SOURCE TEXT below:

Sometimes, but not always, old and clunky standards linger on where they refuse to die, because doing things the right way is actually quite difficult. Not to mention that if the old way of doing something has always worked, it usually has enough managerial or influential inertia to carry it on into a future that’s very different from what its developers envisioned.

Many years ago, PHP6 was announced as a planned upgrade path from PHP5.x. Many promises were made: Namespaces, closures, and unicode support (in the form of UTF-16) to name a few. But the process stalled as developers were bogged down by the difficulty of converting everything to Unicode. Namespaces and closures were eventually migrated into the PHP5.3 branch, and it seemed that language-level unicode support would have to wait. It also didn’t help that many users complained loudly about potential breakage; alas, sacrifices must occasionally be made when moving forward, and in our industry, it’s often the users themselves who most fiercely resist change. Admittedly, the entrenchment of PHP in the web services sector probably hasn’t helped much to this end…

The current metrics are nevertheless quite promising in spite of the delays. As of present, the current statistics indicate that the core conversion of PHP to unicode is about 70% complete (accessed May 2nd, 2012). Of course, what progress has been made–if it’s anything short of complete–is of little use to those who have an immediate need for complete unicode support. For others, like myself, unicode is a nice-to-have, but for a majority of the work-related data I’ve seen, it’s a matter of dealing with systems that were written years ago by naive developers.

Continuing the story: MySQL eventually added mostly-working support for UTF-8. I say mostly, because it like everything that came before suffered from occasional breakage and the weirdness one might expect in a system that saw such a drastic change. However, even in the early days it worked well for systems that were careful not to mangle incoming unicode and for those that were properly configured. Indeed, a fresh install of WordPress will configure tables to use UTF-8 as the default character set (assuming your server supports it, of course!), and if you’re careful, you can muck with incoming data via PHP without disturbing anything important. UTF-8, PHP, nor MySQL are fundamentally the problem; character set conversion, however, is.

End of SOURCE TEXT.

◆ WORK REQUIRED
Copy the passage from the text on PHP and Unicode exactly, everything from "Sometimes, but not" down to "its developers envisioned.".

RECORD EXTRACTS below:

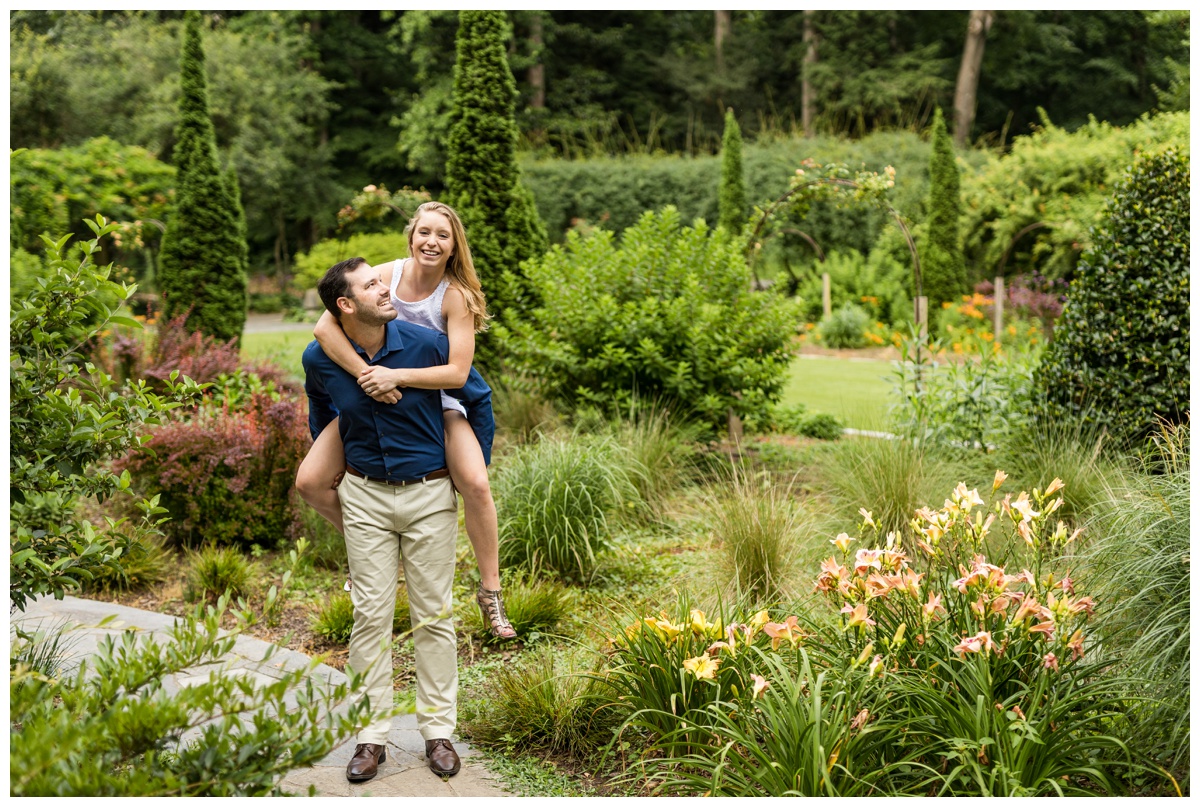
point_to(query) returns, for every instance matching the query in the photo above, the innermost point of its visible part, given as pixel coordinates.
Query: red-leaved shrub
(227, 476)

End of RECORD EXTRACTS.
RECORD EXTRACTS below:

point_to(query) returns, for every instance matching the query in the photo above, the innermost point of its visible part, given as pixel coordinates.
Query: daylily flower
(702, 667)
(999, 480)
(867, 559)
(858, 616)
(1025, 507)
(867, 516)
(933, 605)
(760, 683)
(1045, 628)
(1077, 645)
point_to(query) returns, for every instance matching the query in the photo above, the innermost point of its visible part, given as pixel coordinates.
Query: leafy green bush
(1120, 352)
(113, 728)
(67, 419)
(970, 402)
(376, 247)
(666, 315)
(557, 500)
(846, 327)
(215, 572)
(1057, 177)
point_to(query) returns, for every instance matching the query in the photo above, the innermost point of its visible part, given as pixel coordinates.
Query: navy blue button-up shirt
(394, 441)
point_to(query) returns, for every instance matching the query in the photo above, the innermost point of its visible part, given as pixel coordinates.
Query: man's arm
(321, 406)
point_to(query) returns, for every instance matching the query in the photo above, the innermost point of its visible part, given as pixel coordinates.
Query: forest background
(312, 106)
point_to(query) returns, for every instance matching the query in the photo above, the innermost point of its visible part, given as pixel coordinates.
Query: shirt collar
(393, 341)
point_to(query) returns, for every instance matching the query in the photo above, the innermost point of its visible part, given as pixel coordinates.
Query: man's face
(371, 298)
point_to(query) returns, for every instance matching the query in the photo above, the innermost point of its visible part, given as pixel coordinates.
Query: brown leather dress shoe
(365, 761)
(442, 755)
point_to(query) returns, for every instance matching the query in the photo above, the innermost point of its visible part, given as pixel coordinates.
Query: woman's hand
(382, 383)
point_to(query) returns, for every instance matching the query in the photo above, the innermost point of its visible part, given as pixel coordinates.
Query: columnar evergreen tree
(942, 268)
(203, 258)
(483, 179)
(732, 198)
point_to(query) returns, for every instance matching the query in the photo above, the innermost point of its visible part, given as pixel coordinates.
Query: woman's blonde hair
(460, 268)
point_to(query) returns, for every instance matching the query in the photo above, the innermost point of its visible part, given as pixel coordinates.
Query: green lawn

End of RECORD EXTRACTS.
RECORD EXTRACTS below:

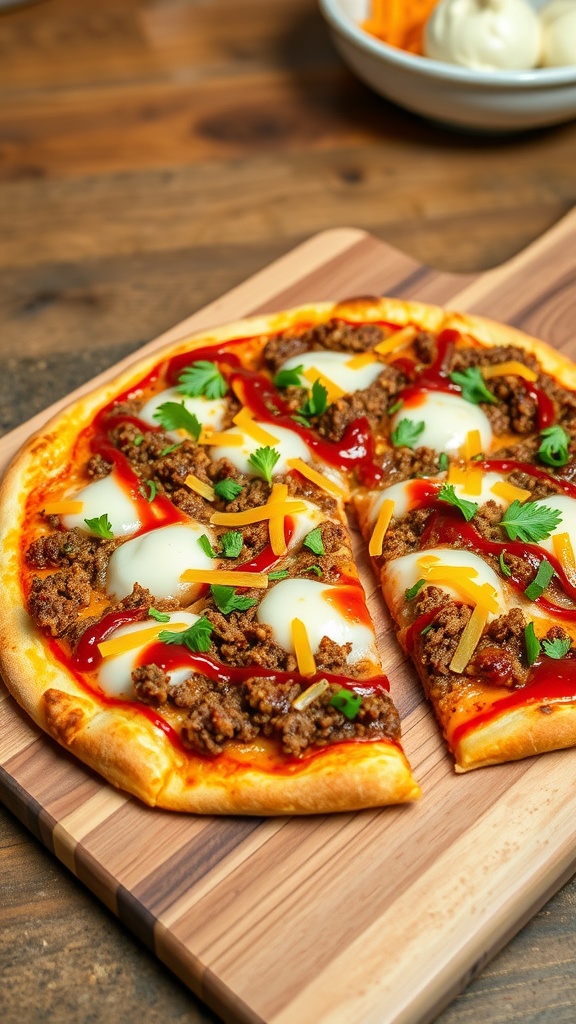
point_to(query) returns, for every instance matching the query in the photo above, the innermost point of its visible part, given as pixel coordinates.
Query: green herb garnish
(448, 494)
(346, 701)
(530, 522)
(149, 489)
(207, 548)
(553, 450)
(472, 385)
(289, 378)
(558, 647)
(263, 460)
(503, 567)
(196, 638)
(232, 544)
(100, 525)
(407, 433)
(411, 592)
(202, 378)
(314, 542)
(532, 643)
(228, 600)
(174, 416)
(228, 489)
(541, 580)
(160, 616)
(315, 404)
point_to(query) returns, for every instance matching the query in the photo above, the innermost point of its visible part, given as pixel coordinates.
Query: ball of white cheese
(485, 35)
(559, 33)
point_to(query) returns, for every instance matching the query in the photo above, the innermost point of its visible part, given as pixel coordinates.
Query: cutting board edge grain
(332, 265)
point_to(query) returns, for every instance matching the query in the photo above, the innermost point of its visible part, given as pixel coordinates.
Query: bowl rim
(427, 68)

End of RECORD EXTRACTS.

◆ RESPONSE TO THE TASK
Sometimes, but not always, old and clunky standards linger on where they refuse to die, because doing things the right way is actually quite difficult. Not to mention that if the old way of doing something has always worked, it usually has enough managerial or influential inertia to carry it on into a future that’s very different from what its developers envisioned.